====== Article

When equipment accept the connection, it will send the connected event to our PrimaryIn.

The rest of the following code, shows how to handle the reply or acknowledgement from equipment and continue the daisy chain execution until it hits the final line. 

// Secondary Event Handler
    private void OnSecondaryIn(object sender, SECsSecondaryInEventArgs e) {
        switch (e.EventId) {
            case SecondaryEventType.EstablishCommunicationReply: 
		// S1F14. Replies from S1F13 message 
                // Check if equipment accept our S1F13 request
                if (e.Outputs.DataItem["Ln"]["COMMACK"].Value.ToString()  == "0")  { 
		    // 0 means OK
                    Logger("Establish Communication accepted");
                    // Check if it is a Initialization Chain Context
                    if (e.Tag.Equals(InitializationChainContext)) {
                        // Continue our initialization
 
                        // Keep setting the Daisy Chain context
                        hostController.Tag = InitializationChainContext;
 
                        Logger("Step 4: Synchronous Host current date 
			and time with Equipment");
                        hostController.DateTimeSetRequest(); 
                    }
                }
                else
                    Logger("Establish Communication not accepted. 
		    Initialization terminated!");
                    
                break;
 
            case SecondaryEventType.DateTimeSetReply: 
		// S2F32. Acknowledgement from our DateTimeSetRequest()

============

Problem set -
• 1. In the event-handler excerpt, what COMMACK value means the equipment accepted the request?
• 2. Duplicate the stretch of the event-handler excerpt from "The rest of" through "the final line.".
• 3. Pick up the event-handler excerpt after its last line and write what comes next.
The material after this sentence is separate from the event-handler excerpt.

====== Dataset records

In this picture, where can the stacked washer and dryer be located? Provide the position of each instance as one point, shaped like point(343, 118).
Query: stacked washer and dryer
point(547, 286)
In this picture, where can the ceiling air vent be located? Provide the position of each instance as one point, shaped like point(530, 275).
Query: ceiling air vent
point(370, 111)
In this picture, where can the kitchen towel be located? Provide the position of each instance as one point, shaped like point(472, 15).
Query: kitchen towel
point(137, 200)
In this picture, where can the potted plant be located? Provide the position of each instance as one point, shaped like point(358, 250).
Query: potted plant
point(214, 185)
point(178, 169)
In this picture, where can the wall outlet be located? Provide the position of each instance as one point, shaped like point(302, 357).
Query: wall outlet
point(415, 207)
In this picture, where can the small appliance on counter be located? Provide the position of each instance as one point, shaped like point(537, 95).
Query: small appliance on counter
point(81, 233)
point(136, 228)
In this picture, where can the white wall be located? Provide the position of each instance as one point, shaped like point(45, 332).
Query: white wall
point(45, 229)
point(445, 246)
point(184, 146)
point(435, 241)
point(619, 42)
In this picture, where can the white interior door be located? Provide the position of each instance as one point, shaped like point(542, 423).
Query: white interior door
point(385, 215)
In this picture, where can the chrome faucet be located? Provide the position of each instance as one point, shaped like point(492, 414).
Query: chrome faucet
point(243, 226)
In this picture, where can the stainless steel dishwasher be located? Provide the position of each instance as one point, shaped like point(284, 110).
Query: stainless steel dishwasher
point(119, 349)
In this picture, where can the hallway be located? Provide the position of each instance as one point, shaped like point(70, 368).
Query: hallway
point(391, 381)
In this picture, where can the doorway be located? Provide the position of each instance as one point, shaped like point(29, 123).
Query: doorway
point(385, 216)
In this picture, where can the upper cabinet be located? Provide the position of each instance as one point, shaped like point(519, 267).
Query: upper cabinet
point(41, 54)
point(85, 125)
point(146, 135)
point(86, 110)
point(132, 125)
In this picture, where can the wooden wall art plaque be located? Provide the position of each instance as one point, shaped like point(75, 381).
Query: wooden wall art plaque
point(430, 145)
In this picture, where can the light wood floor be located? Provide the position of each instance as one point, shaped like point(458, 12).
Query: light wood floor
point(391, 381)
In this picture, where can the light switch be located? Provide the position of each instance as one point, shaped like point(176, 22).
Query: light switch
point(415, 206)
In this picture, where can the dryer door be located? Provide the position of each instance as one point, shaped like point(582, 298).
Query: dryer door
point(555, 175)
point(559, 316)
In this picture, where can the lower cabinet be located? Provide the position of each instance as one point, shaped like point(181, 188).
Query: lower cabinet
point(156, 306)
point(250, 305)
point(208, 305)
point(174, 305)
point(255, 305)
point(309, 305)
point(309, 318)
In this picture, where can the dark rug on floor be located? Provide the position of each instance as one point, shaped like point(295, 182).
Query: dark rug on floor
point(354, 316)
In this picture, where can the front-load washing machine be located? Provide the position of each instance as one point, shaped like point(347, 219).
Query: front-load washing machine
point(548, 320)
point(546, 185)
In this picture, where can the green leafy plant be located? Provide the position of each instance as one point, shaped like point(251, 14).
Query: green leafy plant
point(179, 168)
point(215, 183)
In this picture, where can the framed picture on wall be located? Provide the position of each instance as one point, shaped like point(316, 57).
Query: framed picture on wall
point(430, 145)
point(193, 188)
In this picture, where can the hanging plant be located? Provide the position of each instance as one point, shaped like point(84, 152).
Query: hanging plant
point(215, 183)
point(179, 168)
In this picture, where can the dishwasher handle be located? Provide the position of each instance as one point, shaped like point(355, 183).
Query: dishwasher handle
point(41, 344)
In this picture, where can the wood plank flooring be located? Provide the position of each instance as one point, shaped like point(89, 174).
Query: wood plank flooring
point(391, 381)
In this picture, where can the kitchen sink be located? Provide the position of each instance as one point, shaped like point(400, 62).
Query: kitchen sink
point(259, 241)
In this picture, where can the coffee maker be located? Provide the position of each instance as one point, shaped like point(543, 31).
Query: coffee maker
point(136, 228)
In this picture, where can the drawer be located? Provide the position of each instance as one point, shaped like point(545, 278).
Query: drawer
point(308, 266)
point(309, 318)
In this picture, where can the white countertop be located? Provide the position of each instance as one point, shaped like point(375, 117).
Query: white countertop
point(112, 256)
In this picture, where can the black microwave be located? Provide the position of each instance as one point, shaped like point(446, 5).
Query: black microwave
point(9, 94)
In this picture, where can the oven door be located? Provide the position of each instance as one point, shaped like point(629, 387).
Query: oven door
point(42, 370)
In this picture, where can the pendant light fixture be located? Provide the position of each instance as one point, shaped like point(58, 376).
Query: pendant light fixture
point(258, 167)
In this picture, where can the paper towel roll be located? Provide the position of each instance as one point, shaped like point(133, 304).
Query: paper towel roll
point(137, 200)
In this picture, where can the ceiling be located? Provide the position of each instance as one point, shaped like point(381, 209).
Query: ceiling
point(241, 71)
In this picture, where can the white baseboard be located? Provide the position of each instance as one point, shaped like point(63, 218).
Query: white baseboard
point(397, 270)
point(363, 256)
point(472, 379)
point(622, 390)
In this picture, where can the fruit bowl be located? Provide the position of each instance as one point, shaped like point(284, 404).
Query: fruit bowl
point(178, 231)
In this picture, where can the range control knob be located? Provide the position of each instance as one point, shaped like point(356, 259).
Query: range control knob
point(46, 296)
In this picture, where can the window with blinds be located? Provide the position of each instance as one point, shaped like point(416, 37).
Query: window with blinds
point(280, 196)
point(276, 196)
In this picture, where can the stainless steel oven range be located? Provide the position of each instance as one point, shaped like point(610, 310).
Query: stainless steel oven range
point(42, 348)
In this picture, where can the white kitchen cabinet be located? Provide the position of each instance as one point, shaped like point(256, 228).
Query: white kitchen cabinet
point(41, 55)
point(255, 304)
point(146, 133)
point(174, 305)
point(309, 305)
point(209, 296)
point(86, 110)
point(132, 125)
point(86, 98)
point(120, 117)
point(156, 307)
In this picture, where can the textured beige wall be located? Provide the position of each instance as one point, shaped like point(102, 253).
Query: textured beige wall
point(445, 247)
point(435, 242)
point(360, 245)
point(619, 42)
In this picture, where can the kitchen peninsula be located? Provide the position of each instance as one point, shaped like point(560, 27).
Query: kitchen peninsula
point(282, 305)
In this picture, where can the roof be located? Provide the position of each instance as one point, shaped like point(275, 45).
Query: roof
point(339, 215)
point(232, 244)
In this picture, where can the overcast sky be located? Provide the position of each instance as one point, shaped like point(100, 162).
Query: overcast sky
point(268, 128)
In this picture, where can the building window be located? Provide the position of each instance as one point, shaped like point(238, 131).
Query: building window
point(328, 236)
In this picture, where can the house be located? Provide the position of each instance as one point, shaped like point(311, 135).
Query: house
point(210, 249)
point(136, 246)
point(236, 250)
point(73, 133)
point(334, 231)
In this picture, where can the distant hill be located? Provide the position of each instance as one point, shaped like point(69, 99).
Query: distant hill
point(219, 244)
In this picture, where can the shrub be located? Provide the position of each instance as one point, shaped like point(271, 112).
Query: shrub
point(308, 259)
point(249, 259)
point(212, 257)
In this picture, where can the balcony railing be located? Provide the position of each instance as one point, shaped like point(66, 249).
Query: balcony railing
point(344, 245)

============

Replies -
• 1. A COMMACK value of "0" means the request was accepted.

• 2.
The rest of the following code, shows how to handle the reply or acknowledgement from equipment and continue the daisy chain execution until it hits the final line.

• 3.
                if (e.Outputs.DataItem["TIACK"].Value.ToString() == "0") { // 0 Means OK
                    Logger("DateTimeSet acknowledged OK");
                    // Check if it is a Initialization Chain Context
                    if (e.Tag.Equals(InitializationChainContext)) {
                        // Continue our initialization
 
                        // Keep setting the Daisy Chain context
                        hostController.Tag = InitializationChainContext;
 
                        Logger("Step 5: Disable all the alarm activation 
			status at Equipment");
                        hostController.EnableAlarm(false); 
                    }
                }
                break;
 
            case SecondaryEventType.DisableAlarmReportReply: 
		// S5F4. Acknowledgement from our EnableAlarm(false) - Disable all alarm
                if (e.Outputs.DataItem["ACKC5"].Value.ToString() == "0") {
                    Logger("Disable all Alarms accepted by equipment");
 
                    // Check if it is a Initialization Chain Context
                    if (e.Tag.Equals(InitializationChainContext)) {
                        // Continue our initialization
 
                        // Keep setting the Daisy Chain context
                        hostController.Tag = InitializationChainContext;
 
                        Logger("Step 6: Enable all the alarm as 
				defined in our ToolModel1.xml");
                        hostController.EnableAlarm(true); 
                    }
                }
                else
                    Logger("Disable all Alarms not accepted by equipment. 
			  Initialization terminated!");
 
                break;
 
            case SecondaryEventType.EnableAlarmReportReply: 
		// S5F4. Enable Alarm acknowledgement
                if (e.Outputs.DataItem["ACKC5"].Value.ToString() == "0") {
                    Logger("Enable all Alarms accepted by equipment");
                
                    // Check if it is a Initialization Chain Context
                    if (e.Tag.Equals(InitializationChainContext)) {
                        // Continue our initialization
 
                        // Keep setting the Daisy Chain context
                        hostController.Tag = InitializationChainContext;
 
                        Logger("Step 7: Delete equipment existing report definition");
                        hostController.DefineReports(DefineReportType.DeleteReports);
 
                    }
                }
                else
                    Logger("Enable Alarms not accepted by equipment.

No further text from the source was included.